## Activity 1:
For each statement, decide whether it agrees with the abstract on microbial predators below. Answer yes or no, and quote the exact words from the text that settle it.
(a) Bacterivorous protists promote local convergence by suppressing dominant bacterial taxa.
(b) Communities dominated by predator-resistant taxa show increased convergence under predation pressure.
(c) The study relied only on global-scale sequencing data.
## Activity 2:
In the listing for the study on predator-mediated microbial community assembly, what is the date of its publication in Nature Communications?

(Provided passage Opens)

2026-03-24 国際農林水産業研究センター,新潟大学名古屋大学

図1 マイクロコズム実験における細菌群集組成の変化
<関連情報>
- https://www.jircas.go.jp/ja/release/2025/press202530
- https://www.nature.com/articles/s41467-026-70605-x
捕食者を介した局所的な収束が、世界的な微生物群集の多様化を促進する Predator-mediated local convergence fosters global microbial community divergence
Rasit Asiloglu,Hayato Kuno,Mayu Fujino,Seda Bodur,Murat Aycan,Haruka Ishizuka,Shiori Kazama,Shinya Iwasaki,Jun Murase,Naoki Harada,Miwa Arai & Kenta Ikazaki
Nature Communications Published:18 March 2026
DOI:https://doi.org/10.1038/s41467-026-70605-x
Abstract
Understanding how microbial communities assemble is central to predicting ecosystem function. Although predators strongly influence bacterial communities through predation, the role of microbial predators in modulating global microbial divergence and convergence patterns remains largely neglected. Here, we integrated global-scale amplicon sequencing data, controlled field experiments, and reconstructions of natural and synthetic communities to examine predator-mediated community assembly mechanisms. We show that bacterivorous protists exert dual, scale-dependent effects on microbial communities: promoting local convergence by suppressing dominant bacterial taxa, while generating global divergence through species-specific predation effects. We find that predator identity and prey susceptibility jointly determine convergence outcomes. Communities dominated by predator-resistant taxa exhibit reduced convergence under predation pressure, revealing a predictable trait-based filtering mechanism. This work establishes bacterivorous protists as key, context-dependent agents of biogeography and suggests new opportunities for microbiome engineering, where targeted use of protists may steer microbial communities toward functional configurations that enhance soil health and ecosystem resilience.

(Provided passage Closes)
(Supplied records Opens)

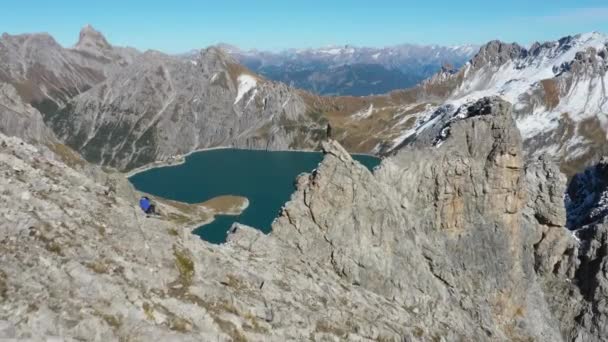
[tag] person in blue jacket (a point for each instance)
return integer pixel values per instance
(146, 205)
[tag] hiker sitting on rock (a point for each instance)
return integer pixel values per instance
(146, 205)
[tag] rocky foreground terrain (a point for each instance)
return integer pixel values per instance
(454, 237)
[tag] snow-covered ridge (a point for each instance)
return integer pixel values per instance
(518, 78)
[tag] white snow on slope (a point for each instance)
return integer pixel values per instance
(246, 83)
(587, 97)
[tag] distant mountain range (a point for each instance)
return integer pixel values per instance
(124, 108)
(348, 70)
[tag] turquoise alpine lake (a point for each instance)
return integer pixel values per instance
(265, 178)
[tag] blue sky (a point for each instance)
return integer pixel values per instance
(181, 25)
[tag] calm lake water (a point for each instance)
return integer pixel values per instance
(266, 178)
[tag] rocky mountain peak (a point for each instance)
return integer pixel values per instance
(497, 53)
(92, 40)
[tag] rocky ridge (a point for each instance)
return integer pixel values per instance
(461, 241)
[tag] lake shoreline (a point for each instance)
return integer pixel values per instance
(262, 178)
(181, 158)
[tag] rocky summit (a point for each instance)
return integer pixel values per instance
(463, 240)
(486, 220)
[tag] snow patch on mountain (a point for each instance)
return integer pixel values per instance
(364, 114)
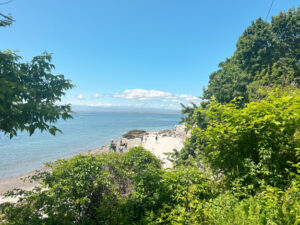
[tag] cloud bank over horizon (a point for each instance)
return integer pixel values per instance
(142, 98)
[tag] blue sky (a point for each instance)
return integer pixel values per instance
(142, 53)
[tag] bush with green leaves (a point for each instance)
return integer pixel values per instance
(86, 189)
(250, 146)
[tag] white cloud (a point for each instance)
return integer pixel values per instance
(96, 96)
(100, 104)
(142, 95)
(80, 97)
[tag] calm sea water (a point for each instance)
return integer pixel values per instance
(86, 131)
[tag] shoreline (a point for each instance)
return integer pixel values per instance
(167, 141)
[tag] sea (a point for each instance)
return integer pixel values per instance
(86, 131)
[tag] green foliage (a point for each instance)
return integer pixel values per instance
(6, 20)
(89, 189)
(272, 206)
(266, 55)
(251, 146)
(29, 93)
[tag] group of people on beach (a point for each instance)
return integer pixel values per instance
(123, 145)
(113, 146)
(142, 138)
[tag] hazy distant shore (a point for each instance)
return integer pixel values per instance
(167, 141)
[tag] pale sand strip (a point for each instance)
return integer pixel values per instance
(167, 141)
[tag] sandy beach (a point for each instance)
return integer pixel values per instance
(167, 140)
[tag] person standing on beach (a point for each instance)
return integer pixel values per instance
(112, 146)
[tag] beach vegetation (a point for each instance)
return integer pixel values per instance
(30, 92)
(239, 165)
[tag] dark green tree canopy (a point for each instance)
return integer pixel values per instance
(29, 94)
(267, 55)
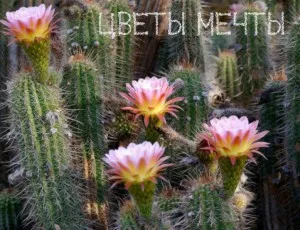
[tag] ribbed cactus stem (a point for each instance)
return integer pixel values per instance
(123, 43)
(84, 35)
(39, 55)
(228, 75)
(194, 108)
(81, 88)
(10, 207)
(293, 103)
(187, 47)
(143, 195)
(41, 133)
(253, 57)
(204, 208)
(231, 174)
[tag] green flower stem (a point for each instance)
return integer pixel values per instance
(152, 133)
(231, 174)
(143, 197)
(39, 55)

(Supplied records Closes)

## Answer section 1:
(a) Yes: "promoting local convergence by suppressing dominant bacterial taxa"
(b) No: "Communities dominated by predator-resistant taxa exhibit reduced convergence under predation pressure"
(c) No: "we integrated global-scale amplicon sequencing data, controlled field experiments, and reconstructions of natural and synthetic communities"

## Answer section 2:
18 March 2026